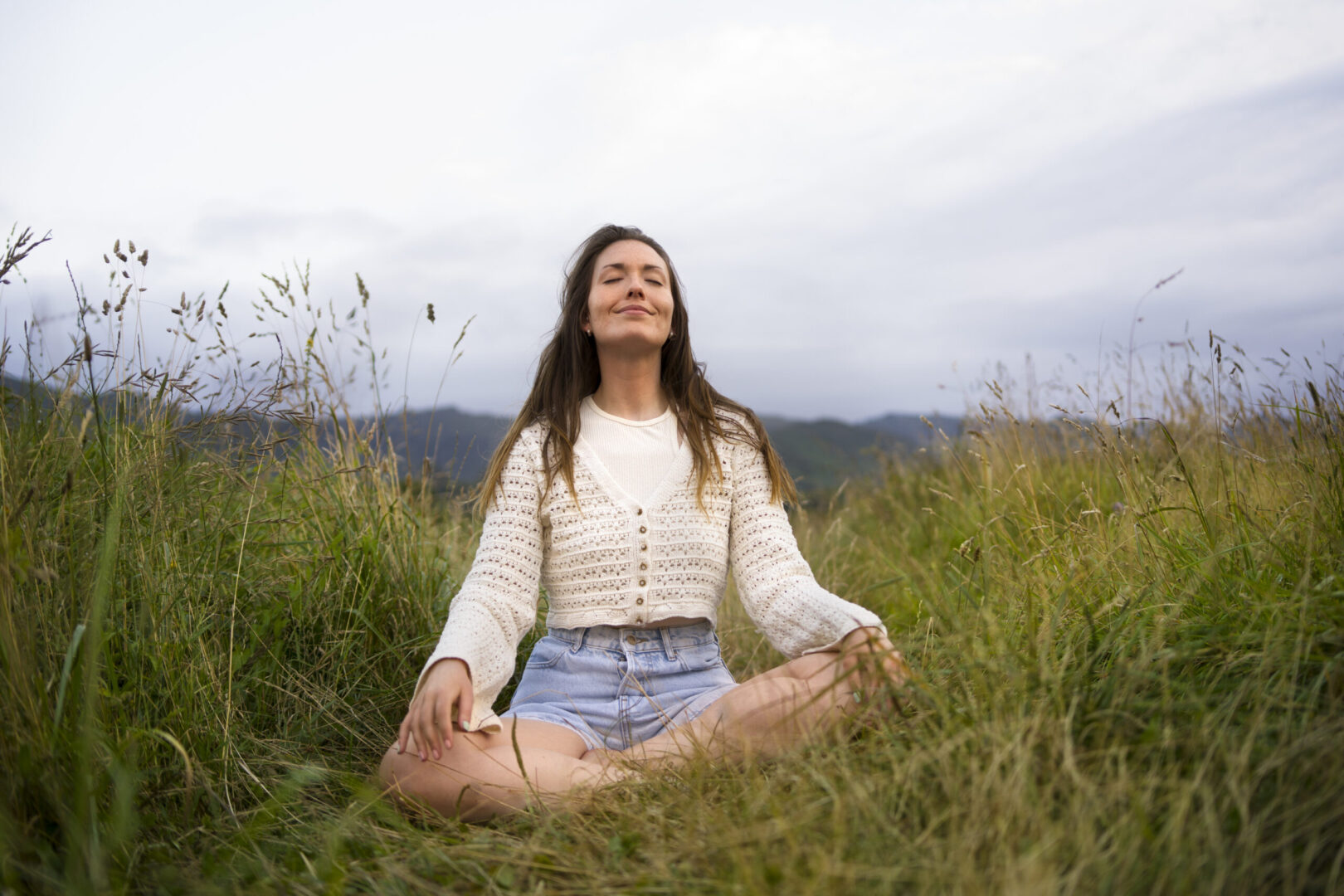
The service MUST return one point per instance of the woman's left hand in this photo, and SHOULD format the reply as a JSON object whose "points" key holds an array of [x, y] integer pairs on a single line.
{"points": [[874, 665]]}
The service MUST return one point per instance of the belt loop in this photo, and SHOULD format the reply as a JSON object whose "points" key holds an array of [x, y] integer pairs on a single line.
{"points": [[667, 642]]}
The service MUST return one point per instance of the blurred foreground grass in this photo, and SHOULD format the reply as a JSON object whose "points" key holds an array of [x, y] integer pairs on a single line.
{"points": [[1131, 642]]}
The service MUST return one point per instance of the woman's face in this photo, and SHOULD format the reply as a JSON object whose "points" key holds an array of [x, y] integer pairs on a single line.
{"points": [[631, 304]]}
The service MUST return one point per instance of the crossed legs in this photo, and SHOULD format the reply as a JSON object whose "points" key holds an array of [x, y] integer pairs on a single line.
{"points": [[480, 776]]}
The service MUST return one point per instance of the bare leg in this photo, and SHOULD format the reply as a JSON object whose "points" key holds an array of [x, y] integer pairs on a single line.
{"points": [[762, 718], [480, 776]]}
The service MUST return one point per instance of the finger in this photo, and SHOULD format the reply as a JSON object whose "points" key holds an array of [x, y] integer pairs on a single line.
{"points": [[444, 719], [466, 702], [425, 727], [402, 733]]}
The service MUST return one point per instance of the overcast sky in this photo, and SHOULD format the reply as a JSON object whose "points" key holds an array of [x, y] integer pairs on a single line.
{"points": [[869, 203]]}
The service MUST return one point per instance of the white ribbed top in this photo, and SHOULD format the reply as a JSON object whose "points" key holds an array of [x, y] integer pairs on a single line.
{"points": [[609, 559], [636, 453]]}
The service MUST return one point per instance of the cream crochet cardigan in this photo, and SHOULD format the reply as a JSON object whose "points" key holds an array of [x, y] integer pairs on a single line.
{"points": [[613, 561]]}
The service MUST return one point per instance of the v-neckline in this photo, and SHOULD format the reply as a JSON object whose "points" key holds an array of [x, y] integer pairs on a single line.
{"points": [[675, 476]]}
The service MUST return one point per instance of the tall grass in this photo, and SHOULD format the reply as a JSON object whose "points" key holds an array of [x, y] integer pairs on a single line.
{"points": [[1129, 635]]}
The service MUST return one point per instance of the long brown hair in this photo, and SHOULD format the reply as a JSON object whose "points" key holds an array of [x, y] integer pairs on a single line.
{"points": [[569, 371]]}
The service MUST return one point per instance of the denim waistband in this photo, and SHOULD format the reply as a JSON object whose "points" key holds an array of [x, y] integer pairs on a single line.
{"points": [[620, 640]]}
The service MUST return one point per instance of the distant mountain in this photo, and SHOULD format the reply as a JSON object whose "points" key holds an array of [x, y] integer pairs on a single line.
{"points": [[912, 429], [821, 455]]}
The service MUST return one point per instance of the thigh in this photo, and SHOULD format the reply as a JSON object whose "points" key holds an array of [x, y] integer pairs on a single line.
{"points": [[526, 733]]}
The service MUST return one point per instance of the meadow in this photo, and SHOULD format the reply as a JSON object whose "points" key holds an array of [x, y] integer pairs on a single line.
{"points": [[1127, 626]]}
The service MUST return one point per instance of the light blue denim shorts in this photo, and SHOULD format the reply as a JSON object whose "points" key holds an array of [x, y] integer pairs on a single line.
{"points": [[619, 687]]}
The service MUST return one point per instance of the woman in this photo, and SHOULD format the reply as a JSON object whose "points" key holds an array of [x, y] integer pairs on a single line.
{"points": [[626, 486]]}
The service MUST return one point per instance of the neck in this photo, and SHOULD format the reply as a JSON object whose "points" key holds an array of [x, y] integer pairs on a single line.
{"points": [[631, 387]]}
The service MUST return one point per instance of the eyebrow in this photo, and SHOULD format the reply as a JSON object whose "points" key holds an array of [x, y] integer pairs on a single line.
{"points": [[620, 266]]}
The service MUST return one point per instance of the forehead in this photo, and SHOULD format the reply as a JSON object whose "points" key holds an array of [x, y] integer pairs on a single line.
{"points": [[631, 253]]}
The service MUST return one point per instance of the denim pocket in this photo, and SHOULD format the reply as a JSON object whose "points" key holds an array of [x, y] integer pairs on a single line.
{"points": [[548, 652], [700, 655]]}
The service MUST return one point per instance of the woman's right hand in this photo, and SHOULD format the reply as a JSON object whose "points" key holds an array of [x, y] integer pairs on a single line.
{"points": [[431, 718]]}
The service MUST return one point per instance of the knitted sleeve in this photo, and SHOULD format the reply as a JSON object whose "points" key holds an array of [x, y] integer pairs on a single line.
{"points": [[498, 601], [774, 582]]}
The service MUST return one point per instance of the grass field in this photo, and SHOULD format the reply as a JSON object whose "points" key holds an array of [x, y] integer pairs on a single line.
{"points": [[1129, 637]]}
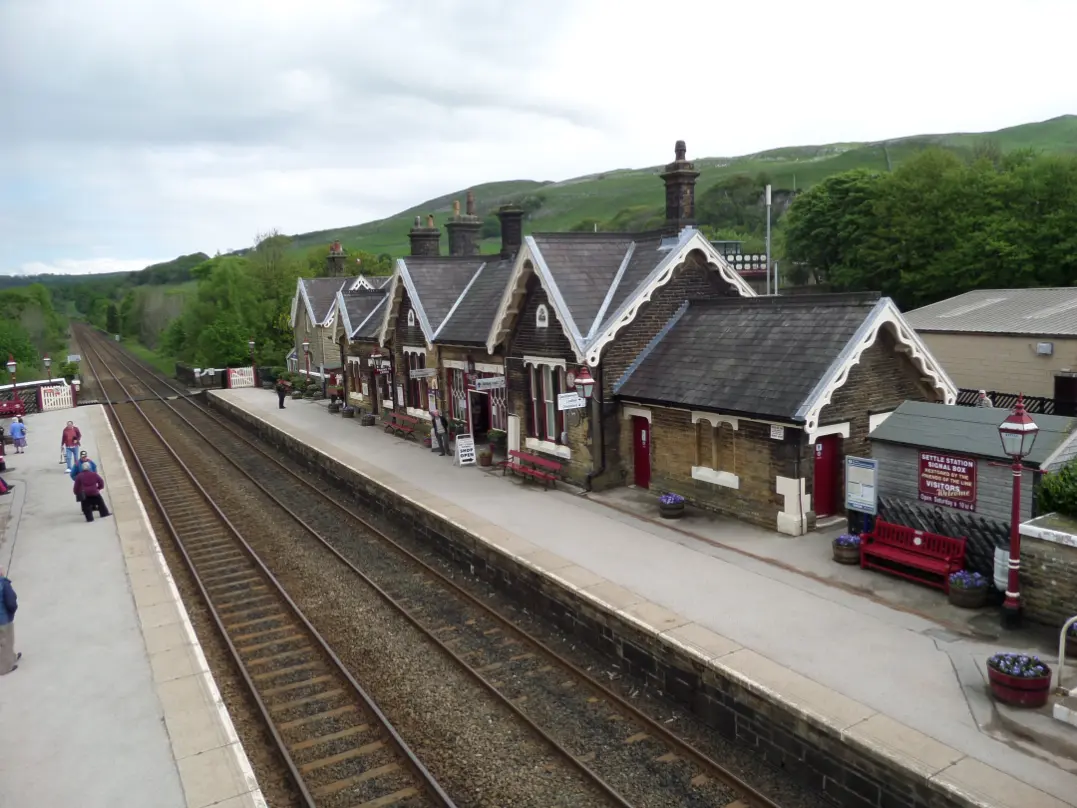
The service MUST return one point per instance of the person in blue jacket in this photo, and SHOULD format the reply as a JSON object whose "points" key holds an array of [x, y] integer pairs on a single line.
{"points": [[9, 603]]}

====================

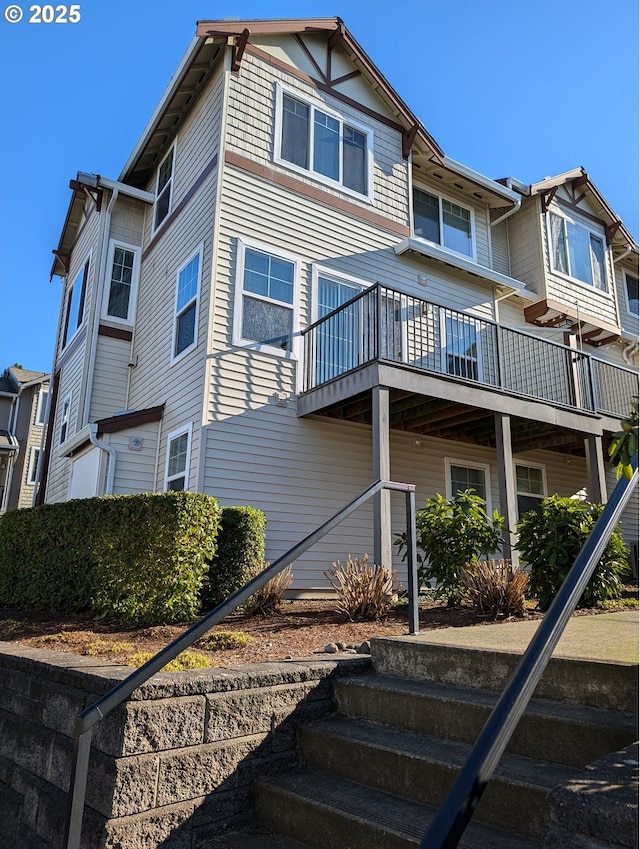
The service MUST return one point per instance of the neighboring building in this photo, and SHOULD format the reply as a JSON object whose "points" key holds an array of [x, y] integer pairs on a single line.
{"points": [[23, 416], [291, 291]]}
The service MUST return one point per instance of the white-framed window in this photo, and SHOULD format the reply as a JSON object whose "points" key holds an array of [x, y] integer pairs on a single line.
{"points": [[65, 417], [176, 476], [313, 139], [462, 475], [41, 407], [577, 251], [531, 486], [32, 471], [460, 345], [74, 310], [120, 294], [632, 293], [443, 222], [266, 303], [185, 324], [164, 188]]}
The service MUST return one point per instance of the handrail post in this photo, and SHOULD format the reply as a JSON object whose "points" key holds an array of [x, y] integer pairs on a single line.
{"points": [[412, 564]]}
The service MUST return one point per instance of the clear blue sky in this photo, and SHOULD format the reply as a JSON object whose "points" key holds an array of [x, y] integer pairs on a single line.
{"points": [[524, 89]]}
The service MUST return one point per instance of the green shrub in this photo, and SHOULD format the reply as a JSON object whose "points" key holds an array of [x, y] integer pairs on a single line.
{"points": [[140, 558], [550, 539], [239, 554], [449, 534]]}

====================

■ **JOB**: List every line of the entries above that contains the string "blue". Treat uppercase and lowercase as different.

■ **ANSWER TO THE PROBLEM**:
The service MUST return one point per instance of the light blue denim shorts in this photo, and SHOULD format the reply as a JSON object whose "points" key holds an array of [x, y] integer pairs on a single line.
The service MUST return one point per instance of the person in blue jacket in this photo, and SHOULD format the reply as a JSON object whose "points" key holds an array of [x, y] integer pairs on a single line.
The service MUST return one point per instance of the clear blue sky in this photo, and SHOULD format the reply as a JSON object whose "points" key holds an array of [x, y] integer pairs on a single line.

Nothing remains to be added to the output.